── Record set ──
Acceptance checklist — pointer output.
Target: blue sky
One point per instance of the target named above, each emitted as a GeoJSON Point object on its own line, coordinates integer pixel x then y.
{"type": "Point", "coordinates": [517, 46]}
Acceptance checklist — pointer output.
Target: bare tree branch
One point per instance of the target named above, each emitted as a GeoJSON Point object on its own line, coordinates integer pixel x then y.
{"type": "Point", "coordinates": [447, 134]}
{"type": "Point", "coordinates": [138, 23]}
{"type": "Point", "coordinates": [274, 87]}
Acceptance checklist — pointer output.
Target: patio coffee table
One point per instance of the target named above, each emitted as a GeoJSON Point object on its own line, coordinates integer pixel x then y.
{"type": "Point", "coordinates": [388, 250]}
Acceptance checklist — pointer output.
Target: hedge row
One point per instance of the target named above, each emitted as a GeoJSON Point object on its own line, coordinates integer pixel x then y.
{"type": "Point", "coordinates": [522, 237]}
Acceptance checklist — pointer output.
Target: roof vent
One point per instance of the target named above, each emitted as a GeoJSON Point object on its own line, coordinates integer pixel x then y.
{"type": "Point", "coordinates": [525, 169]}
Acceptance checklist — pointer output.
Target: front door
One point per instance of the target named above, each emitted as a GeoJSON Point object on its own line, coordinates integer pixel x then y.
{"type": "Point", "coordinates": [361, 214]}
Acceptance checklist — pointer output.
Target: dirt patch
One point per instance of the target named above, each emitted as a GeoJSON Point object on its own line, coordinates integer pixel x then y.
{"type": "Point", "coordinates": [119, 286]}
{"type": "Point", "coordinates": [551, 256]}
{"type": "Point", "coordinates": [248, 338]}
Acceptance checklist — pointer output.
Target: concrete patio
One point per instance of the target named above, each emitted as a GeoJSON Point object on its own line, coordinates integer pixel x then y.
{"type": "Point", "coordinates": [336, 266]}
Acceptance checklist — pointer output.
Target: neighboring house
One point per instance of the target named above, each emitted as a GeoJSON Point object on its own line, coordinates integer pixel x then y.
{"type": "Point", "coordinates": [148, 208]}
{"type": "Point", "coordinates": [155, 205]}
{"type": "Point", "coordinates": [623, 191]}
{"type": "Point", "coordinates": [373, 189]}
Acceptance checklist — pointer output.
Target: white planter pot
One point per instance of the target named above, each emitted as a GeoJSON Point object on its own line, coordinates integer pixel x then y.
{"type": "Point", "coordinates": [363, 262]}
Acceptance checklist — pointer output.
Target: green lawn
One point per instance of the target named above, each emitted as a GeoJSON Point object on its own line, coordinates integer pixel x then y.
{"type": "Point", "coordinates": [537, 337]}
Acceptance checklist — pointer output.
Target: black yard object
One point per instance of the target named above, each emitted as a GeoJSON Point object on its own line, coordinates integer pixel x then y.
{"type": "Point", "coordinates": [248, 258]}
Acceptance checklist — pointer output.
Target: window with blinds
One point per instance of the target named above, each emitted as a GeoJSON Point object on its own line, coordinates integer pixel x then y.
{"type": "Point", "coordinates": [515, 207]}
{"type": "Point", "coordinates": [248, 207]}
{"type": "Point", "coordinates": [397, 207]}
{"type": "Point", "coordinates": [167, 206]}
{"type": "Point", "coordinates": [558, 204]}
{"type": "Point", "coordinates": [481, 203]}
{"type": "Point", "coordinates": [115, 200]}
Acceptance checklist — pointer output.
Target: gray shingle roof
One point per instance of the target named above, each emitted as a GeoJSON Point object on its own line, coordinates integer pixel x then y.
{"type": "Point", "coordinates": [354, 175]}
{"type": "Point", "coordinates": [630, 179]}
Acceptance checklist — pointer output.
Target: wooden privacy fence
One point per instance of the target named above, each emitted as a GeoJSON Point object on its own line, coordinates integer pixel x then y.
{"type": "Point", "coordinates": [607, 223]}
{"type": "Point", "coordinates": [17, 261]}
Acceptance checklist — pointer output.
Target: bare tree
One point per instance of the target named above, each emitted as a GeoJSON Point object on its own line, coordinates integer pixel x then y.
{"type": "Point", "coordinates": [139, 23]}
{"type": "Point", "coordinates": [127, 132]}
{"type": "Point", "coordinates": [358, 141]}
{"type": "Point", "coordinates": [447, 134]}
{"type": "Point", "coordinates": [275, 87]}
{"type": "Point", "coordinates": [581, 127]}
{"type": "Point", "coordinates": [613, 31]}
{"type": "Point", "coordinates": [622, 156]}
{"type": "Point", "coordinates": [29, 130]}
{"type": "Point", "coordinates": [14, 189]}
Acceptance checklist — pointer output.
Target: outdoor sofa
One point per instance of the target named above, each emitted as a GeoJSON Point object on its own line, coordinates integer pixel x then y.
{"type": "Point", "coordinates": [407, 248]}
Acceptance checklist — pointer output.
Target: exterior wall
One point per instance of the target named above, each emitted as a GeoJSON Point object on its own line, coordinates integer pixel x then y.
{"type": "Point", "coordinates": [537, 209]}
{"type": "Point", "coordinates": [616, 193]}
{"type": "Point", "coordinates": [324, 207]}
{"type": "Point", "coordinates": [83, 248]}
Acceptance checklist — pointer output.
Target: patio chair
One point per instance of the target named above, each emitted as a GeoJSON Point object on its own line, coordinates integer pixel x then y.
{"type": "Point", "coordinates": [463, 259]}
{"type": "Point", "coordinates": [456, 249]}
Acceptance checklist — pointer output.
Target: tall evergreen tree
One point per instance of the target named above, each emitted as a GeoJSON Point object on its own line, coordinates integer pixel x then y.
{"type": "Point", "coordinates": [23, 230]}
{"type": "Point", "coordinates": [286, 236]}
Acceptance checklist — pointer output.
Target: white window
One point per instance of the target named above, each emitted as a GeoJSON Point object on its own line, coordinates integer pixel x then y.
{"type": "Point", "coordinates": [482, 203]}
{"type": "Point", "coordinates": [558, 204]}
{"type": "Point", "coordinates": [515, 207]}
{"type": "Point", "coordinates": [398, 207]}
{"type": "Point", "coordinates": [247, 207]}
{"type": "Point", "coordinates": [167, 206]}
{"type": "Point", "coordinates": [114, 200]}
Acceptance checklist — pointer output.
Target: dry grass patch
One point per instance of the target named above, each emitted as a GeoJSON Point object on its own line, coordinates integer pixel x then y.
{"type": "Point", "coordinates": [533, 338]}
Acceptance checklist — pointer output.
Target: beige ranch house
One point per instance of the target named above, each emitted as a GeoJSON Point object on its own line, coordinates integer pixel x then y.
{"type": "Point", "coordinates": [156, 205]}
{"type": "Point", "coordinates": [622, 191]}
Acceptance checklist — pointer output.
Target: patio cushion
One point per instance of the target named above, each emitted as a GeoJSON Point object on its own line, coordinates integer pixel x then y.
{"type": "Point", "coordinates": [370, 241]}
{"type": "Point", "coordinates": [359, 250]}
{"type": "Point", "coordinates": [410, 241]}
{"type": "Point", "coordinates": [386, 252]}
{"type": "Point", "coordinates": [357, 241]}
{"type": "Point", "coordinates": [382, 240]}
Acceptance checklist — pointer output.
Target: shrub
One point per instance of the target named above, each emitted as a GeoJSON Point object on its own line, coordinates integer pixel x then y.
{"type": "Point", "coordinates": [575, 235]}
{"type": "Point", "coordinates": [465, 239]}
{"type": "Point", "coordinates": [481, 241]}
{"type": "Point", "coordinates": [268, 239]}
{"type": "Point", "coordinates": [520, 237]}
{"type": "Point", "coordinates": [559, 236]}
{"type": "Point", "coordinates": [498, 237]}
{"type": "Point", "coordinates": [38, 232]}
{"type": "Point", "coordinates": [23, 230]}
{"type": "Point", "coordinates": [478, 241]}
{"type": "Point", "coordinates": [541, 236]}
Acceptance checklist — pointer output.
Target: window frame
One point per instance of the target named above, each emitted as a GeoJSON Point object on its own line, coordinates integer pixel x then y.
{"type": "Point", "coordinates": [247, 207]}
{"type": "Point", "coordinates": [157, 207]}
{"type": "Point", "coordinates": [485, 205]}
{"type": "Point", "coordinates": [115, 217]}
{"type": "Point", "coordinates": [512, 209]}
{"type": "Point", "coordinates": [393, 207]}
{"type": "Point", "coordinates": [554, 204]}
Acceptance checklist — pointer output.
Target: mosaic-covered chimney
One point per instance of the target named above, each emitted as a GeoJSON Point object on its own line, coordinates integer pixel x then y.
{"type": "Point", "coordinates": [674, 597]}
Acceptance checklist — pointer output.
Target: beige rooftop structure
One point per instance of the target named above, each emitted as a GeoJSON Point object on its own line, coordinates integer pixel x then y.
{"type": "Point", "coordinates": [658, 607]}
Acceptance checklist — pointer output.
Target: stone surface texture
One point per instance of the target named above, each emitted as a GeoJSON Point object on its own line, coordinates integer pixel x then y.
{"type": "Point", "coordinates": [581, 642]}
───
Exercise requirements
Select every line of the records that contains the word "tree", matching case exactly.

Answer to the task
Target: bare tree branch
Target: bare tree
Target: tall evergreen tree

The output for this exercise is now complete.